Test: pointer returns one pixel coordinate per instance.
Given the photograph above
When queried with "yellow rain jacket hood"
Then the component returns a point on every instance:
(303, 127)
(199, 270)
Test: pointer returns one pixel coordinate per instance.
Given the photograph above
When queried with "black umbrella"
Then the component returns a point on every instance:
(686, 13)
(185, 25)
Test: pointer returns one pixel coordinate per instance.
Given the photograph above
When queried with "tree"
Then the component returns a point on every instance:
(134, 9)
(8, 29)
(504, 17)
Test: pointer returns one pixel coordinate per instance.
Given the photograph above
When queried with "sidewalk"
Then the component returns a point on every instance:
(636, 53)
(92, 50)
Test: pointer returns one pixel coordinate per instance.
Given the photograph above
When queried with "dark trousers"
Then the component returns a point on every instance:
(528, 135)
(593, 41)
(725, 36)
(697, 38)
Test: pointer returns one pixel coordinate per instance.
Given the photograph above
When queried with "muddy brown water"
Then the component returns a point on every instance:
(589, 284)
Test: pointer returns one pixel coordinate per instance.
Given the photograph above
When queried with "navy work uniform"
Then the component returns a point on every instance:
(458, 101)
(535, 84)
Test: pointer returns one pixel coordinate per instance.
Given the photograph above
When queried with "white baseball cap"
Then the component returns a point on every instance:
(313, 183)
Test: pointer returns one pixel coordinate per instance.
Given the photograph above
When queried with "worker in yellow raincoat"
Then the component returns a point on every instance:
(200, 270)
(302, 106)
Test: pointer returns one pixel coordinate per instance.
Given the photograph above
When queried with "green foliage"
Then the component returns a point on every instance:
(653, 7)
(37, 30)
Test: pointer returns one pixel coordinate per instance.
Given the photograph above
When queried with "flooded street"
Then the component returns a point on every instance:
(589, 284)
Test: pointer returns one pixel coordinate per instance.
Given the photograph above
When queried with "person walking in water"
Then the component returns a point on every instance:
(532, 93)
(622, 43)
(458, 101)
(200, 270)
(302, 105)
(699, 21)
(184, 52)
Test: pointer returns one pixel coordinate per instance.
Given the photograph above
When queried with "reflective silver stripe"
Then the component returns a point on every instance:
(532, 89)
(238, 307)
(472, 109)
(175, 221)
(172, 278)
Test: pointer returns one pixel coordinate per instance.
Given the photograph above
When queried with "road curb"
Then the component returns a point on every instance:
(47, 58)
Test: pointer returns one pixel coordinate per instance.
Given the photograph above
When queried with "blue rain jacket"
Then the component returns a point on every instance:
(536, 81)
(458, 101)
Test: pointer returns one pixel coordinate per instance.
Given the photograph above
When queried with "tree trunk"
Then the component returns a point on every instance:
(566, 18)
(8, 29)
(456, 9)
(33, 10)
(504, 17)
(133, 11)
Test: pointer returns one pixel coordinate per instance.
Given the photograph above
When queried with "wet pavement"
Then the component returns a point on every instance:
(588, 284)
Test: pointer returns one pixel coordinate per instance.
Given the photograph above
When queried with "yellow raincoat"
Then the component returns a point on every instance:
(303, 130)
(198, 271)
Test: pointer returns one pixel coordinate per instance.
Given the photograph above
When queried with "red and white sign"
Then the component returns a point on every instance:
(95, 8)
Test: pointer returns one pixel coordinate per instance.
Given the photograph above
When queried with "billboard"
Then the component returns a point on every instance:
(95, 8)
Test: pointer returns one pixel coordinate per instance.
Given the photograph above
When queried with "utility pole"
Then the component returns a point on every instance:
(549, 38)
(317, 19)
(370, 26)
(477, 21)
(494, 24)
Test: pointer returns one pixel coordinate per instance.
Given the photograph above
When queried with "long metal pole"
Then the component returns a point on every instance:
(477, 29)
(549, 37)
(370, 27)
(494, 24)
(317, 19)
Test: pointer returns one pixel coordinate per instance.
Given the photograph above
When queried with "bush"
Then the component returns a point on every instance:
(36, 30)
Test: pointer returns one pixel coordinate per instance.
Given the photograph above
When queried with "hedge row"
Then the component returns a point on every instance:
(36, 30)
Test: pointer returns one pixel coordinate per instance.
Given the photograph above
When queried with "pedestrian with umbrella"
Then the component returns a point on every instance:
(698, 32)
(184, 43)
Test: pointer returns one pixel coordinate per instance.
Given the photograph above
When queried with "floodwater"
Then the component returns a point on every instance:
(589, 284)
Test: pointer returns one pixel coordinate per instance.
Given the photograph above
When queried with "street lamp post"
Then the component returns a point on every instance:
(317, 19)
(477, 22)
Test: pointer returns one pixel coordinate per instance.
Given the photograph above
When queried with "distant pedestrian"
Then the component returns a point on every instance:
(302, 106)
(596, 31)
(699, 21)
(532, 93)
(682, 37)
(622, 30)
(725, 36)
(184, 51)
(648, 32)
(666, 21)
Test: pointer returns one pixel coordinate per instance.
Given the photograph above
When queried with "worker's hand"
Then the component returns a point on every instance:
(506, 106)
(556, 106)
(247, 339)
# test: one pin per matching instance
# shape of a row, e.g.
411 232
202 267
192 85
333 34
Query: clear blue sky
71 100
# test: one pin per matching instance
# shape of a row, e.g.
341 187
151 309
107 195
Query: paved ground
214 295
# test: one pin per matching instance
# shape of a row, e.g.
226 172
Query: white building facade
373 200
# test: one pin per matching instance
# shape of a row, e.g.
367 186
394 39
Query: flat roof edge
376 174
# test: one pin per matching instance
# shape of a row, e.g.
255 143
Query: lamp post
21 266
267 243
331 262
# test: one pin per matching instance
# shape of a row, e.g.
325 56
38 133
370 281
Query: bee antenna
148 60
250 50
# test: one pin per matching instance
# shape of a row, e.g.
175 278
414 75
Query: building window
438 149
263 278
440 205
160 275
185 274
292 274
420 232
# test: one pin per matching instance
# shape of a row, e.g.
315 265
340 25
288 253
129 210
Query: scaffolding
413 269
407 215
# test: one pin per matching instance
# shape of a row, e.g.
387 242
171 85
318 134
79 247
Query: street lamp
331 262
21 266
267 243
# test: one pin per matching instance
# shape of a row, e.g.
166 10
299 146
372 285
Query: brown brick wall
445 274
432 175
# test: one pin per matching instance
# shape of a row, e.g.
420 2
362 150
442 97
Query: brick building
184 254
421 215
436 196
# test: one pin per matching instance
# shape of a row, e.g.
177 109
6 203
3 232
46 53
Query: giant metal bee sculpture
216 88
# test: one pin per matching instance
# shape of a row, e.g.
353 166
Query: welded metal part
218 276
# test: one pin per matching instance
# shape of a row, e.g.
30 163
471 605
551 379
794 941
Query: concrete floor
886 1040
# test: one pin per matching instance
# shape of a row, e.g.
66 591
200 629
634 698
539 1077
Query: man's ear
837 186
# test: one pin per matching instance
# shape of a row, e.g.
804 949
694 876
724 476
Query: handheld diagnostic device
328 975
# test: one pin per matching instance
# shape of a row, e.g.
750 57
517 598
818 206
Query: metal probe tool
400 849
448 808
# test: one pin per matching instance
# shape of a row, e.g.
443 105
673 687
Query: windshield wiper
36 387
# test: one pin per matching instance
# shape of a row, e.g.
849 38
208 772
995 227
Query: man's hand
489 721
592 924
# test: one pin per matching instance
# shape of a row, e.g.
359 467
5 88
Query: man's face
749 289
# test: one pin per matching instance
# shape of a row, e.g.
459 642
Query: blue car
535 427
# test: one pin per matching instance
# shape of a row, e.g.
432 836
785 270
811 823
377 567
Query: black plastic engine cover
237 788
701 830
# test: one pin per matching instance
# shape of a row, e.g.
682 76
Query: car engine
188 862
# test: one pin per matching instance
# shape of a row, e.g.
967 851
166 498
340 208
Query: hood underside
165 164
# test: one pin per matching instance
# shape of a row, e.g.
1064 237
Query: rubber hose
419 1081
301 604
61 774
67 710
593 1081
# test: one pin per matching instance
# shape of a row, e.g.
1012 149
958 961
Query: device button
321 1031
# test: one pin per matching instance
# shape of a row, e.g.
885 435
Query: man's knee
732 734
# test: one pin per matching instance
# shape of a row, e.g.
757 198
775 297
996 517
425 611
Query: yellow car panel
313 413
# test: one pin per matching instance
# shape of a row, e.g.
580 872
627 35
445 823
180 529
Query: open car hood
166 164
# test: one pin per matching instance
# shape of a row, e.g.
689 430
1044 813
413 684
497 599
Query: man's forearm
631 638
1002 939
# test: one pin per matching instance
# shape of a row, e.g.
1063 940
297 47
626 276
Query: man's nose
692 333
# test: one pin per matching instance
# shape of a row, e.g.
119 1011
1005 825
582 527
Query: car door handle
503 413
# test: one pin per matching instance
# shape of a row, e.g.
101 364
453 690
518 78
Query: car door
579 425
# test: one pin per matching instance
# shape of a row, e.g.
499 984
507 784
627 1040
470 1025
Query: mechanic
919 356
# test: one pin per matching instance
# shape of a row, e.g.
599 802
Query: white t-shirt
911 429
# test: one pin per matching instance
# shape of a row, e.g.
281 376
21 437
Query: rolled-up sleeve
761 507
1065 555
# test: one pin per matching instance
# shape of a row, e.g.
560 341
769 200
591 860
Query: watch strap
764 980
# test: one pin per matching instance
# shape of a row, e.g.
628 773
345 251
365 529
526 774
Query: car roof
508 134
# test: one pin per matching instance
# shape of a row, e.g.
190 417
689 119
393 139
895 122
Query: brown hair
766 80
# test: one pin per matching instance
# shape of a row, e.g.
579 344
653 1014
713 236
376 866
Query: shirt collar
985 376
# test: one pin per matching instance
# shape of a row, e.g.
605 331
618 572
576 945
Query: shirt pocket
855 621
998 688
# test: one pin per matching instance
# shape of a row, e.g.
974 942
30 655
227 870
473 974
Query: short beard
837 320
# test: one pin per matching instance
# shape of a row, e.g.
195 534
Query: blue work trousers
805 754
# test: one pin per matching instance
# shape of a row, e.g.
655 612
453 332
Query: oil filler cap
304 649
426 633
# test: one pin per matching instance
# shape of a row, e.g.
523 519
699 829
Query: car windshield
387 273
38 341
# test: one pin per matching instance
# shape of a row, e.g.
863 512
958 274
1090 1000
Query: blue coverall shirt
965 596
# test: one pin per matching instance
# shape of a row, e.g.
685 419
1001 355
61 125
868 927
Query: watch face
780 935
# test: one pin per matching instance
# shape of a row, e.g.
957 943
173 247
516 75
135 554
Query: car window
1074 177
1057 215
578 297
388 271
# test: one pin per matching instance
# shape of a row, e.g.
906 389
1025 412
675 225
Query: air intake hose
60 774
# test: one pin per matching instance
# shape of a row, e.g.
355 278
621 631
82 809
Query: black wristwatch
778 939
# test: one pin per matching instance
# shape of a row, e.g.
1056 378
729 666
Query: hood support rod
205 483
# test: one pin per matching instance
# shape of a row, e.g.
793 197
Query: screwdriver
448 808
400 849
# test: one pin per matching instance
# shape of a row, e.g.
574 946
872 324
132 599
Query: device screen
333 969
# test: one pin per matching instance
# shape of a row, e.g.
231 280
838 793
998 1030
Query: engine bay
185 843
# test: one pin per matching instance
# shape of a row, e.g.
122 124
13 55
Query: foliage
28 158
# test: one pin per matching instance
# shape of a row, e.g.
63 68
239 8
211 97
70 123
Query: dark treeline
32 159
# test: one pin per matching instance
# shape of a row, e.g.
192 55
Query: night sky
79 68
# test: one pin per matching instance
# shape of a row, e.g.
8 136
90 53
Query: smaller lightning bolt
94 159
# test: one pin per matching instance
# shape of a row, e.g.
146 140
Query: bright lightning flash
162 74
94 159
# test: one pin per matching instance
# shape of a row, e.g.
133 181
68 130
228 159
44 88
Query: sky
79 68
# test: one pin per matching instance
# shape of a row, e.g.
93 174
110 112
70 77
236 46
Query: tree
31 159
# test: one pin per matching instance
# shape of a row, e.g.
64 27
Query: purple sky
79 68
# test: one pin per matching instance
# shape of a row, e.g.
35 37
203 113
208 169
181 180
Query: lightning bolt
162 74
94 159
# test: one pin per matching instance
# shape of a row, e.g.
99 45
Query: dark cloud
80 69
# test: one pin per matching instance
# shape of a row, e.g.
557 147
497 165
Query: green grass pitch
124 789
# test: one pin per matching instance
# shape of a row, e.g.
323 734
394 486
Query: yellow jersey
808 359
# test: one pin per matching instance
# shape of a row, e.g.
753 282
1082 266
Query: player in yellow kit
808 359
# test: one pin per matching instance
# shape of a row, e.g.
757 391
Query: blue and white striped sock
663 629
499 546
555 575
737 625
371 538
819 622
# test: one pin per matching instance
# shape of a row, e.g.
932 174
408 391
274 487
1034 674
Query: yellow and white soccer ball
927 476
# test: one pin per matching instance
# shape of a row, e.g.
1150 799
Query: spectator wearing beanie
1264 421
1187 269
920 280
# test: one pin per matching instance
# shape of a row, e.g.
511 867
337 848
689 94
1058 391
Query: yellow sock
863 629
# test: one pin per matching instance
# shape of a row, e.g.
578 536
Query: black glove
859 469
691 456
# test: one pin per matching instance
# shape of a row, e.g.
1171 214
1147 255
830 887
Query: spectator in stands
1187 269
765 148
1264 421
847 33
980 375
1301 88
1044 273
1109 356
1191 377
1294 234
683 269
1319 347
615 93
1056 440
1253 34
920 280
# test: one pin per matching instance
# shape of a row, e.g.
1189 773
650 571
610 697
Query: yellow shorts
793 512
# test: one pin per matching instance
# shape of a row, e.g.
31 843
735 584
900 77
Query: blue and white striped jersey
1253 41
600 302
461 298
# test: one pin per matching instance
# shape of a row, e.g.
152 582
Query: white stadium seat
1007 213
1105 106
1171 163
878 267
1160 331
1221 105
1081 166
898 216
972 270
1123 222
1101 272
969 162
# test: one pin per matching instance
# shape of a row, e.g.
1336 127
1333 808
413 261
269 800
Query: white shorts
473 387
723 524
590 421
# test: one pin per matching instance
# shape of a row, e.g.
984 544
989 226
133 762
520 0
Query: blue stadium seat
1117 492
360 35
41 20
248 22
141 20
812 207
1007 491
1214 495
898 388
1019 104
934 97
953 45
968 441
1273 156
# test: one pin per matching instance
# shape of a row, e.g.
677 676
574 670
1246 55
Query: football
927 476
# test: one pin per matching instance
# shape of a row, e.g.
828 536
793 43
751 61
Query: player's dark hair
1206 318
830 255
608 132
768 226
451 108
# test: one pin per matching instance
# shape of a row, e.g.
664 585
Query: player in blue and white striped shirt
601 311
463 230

§ What is being asked:
Repeat, with no changes, each line from the one with "Query: white shorts" to the end of the listing, including both ends and nothing else.

§ Problem solution:
Query: white shorts
473 387
723 524
590 421
# test: one pin per matching instance
# shape of a row, e.g.
984 544
989 226
133 762
520 0
Query: blue stadium seat
1117 492
360 35
41 20
248 22
141 20
812 207
1007 491
1214 495
898 388
1019 104
934 97
953 45
968 441
1273 156
# test: one pin per matching instance
# shape of a row, e.g.
677 676
574 670
1246 55
Query: football
927 476
# test: one pin per matching instance
# shape of a row, e.g.
828 536
793 43
751 61
Query: player's dark hair
1206 318
830 255
608 132
768 226
451 108
# test: one pin per matching instance
# shape of a row, e.g.
664 585
Query: player in blue and white striped shirt
601 311
463 230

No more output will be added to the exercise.